### DOCUMENT EXCERPT

Congress Amends Family and Medical Leave Act to Add New Leave Rights for Military Families
February 07, 2008
On January 28, 2008, President Bush signed into law the National Defense Authorization Act of 2008. Buried within the Act are significant revisions to the Family Medical Leave Act of 1993 (FMLA). These revisions extend coverage to employees who care for family members injured while on active military duty, or who must tend to other exigent circumstances arising from active military service. Specifically, the new FMLA provisions provide two new types of leave.
First, the FMLA now allows up to twelve weeks leave during any twelve month period because of any "qualifying exigency" arising out of the fact that a spouse, son, daughter, or parent of an employee is on active military duty, or has been notified of an impending call to active military duty. This provision will not take effect until the Department of Labor issues regulations defining a "qualifying exigency." It is difficult to predict how the Department will define the term, but it already has encouraged employers to grant this type of leave liberally to qualifying employees.
Second, the new provisions allow up to twenty-six weeks leave during a twelve month period for a service member undergoing medical treatment, recuperation, or therapy for a "serious injury or illness" incurred in the line of duty. Under military regulations, injuries incurred "in the line of duty" are not limited to combat injuries. They can include things like car accidents, and non-combat-related illnesses like cancer, if they arise while a service member is actively serving. Family members caring for injured service members are likewise entitled to twenty-six weeks leave per year. Unlike the "qualifying exigency" provision, this requirement took effect immediately when the President signed the Act.
It should be noted that both leave periods run concurrently with other types of leave available under the FMLA. So, for example, an employee who has taken twelve weeks of leave for a "qualifying exigency" will be entitled to fourteen additional weeks-not twenty-six-to care for an injured family member in the same year. Also, because the Act amends the FMLA, and not the Uniformed Services Employment and Reemployment Rights Act (USERRA), it applies only to employers with 50 or more employees.
Covered employers should promptly amend their FMLA policies to reflect these significant changes in the circumstances justifying leave. Further, until the Department of Labor issues regulations clarifying the law's specific requirements, employers should proceed with caution and consult counsel with any questions about leave related to military service.

######

BRIEF: According to the article on FMLA leave for military families, how many weeks of leave per twelve-month period are allowed for a service member undergoing treatment for a serious injury or illness incurred in the line of duty? The listing that comes next has no connection to the article on FMLA leave for military families.

### EXTRACTED DATA

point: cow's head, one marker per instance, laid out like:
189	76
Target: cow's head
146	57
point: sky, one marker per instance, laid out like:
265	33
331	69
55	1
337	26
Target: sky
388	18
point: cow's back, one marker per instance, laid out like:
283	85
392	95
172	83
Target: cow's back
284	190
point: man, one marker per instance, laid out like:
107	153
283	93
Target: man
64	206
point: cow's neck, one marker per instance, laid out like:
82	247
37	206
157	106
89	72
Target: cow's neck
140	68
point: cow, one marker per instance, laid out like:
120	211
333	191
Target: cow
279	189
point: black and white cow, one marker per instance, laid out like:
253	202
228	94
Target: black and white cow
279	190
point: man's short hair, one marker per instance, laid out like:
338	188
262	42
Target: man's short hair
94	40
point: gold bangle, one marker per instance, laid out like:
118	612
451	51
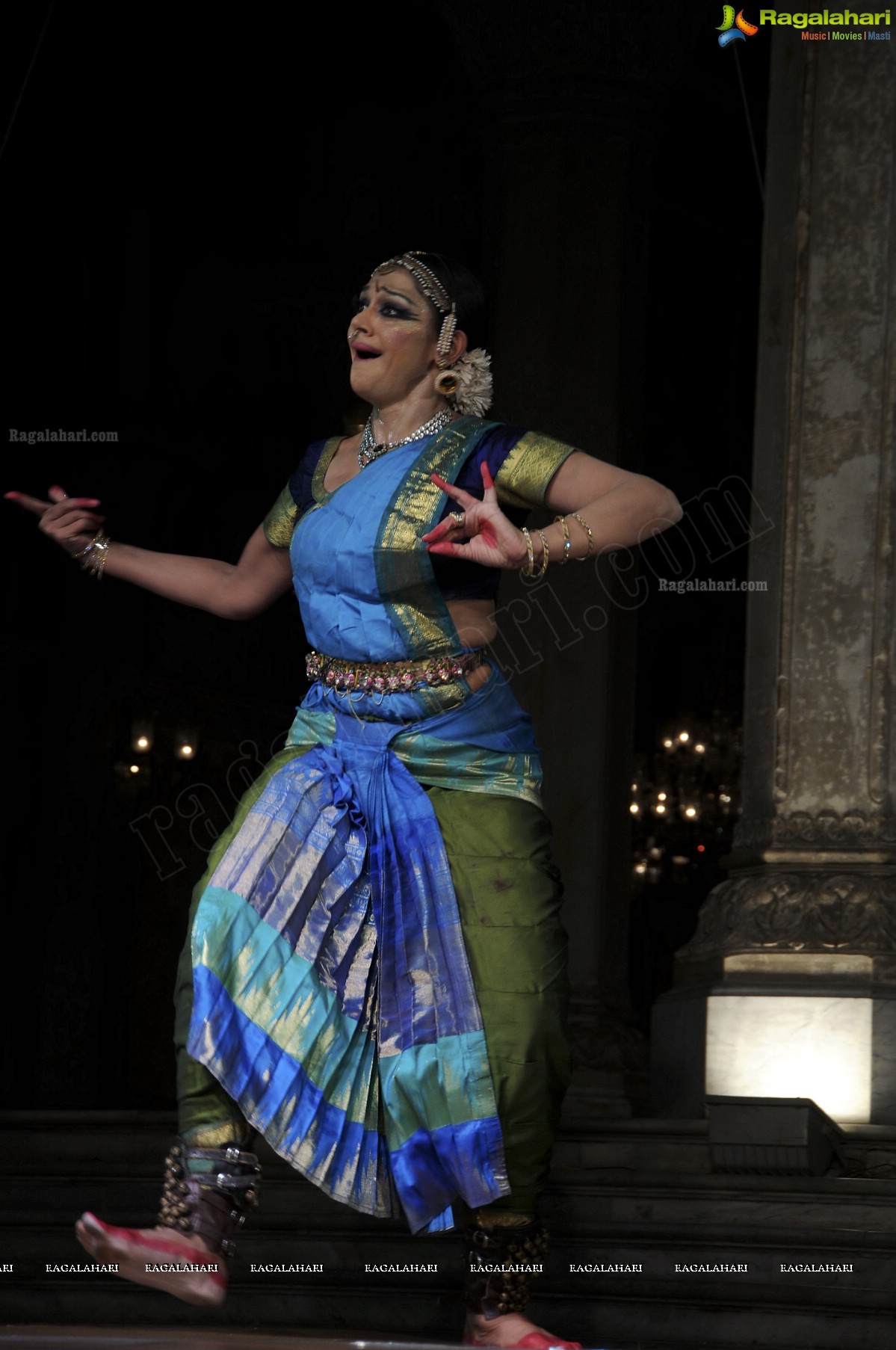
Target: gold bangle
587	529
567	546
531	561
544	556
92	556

######

PROBLEM SOLUTION: Up to twenty-six weeks.